>> START TEXT SHOWN
Sunday, October 27, 2013

toddler noms: banana, date, and cocoa smoothies

a new kids' cafe has opened up in our neighbourhood, and we've been a few times in the last week because arty is in love with the smoothies they make.

since he's so into them, i decided i'd try and make our own version at home. they've turned out quite differently to the ones in the cafe, but arty still loves them, so i'm calling the experiment a win.


banana, date, and cocoa smoothies


ingredients

one banana
5 dates
3 cups milk
1 tbsp cocoa


method

  • place all ingredients in a blender, and blend (if you have an 'ice' function on your blender, it will make the most efficient work of the dates. otherwise, just stick it on a reasonably high speed and leave it for a couple of minutes).



this makes enough to share among two or three kids.

Monday, October 21, 2013

family noms: banana maple muffins

arty is very much enjoying helping in the kitchen at the moment, so we're making a point of doing a little bit of baking each week so that he can participate.

this week, we had an overripe banana sitting on the bench, so i decided to use it in whatever we made.

this recipe is very easy, and involves many opportunities for enthusiastic young helpers to participate (sifting, pouring, stirring, mashing).



banana maple muffins


ingredients

2 cups self raising flour
1 cup sugar
pinch salt
2 small eggs
3/4 cup milk
1/3 cup canola oil
1 tbsp vanilla extract
1 large ripe banana
1/4 cup maple syrup


method

  • preheat oven to 180 degrees
  • put muffin cases into a 12 hole muffin tin
  • sift flour into a medium mixing bowl, and add sugar and salt
  • in a jug or smaller bowl, combine eggs, milk, canola oil, and vanilla
  • pour wet ingredients into the bowl with the dry ingredients, and stir til thoroughly combined
  • spoon mixture into cases
  • in a separate bowl, mash the banana with the maple syrup
  • place a spoonful of the banana maple mixture on top of each muffin
  • bake for 20-25 minutes


yum.

Wednesday, October 16, 2013

is that your grown up?

i often find myself in conversations with kids at the park. precocious and friendly ones come up to chat, shy ones sidle over and want to play with arty and need a little encouragement. however it happens, by virtue of having my own, i invariably find myself in conversation with someone else's small child at some point in my average day.
>> END TEXT SHOWN
- INSTRUCTION 1:
Summarize the blog excerpt in two sentences.
The rows that follow are unrelated to the blog excerpt.
>> START DATASET EXCERPTS
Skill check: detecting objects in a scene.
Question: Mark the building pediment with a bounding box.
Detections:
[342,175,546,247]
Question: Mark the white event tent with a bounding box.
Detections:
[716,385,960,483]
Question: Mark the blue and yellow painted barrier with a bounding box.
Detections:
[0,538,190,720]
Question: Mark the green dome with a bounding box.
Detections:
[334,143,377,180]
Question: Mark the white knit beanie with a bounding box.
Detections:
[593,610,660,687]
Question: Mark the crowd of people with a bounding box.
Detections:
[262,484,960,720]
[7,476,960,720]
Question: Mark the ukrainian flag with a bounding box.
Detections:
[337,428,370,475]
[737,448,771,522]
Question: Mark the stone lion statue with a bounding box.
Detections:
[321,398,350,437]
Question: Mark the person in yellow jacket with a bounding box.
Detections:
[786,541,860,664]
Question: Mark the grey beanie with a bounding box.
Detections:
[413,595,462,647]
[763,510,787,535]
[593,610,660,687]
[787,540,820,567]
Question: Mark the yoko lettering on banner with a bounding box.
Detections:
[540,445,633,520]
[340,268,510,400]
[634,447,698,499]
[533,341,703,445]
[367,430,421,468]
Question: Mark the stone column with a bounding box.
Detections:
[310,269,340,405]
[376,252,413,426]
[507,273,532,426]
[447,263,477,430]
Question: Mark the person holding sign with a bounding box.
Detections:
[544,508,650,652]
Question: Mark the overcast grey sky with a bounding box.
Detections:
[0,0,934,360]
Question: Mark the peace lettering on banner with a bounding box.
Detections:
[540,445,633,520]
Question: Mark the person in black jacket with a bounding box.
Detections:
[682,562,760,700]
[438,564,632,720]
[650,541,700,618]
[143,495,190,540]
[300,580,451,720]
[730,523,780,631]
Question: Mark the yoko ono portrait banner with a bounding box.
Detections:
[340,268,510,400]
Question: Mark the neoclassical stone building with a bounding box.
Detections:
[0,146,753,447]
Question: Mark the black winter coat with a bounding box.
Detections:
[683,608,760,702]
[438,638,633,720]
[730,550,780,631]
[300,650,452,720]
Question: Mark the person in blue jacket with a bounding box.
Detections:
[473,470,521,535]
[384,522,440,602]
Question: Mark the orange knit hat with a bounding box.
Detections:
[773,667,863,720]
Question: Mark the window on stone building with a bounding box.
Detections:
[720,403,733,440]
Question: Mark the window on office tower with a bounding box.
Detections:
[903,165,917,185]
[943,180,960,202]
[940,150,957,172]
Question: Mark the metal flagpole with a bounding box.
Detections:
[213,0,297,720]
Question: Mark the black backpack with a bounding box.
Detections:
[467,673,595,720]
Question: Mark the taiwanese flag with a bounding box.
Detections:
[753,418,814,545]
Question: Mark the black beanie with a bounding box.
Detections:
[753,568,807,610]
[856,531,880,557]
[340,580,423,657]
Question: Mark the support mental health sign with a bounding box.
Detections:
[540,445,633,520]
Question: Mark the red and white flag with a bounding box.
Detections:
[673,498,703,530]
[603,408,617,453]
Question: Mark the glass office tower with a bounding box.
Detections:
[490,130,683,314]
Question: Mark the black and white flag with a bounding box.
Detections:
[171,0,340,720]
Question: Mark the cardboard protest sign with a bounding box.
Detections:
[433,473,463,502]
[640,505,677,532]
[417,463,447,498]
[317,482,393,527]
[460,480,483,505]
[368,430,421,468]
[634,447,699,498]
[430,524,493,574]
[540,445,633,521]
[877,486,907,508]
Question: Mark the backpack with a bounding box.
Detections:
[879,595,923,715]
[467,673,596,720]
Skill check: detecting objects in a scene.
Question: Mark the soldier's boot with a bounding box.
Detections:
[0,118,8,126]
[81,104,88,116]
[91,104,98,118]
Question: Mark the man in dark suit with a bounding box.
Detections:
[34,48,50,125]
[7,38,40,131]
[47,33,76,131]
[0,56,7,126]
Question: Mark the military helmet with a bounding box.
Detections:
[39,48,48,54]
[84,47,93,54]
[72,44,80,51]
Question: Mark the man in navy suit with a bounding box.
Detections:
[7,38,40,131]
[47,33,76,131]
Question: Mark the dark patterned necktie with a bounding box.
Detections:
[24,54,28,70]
>> END DATASET EXCERPTS
- INSTRUCTION 2:
Pick out each line in the rows that contains the word "lettering".

- TASK RESPONSE 1:
The blog excerpt gives a home recipe for banana, date, and cocoa smoothies, made because arty loves the smoothies at a new kids' cafe, and a recipe for banana maple muffins that offers young helpers many chances to participate. It also begins a post about how the writer often ends up talking with other people's small children at the park.

- TASK RESPONSE 2:
Question: Mark the yoko lettering on banner with a bounding box.
Question: Mark the peace lettering on banner with a bounding box.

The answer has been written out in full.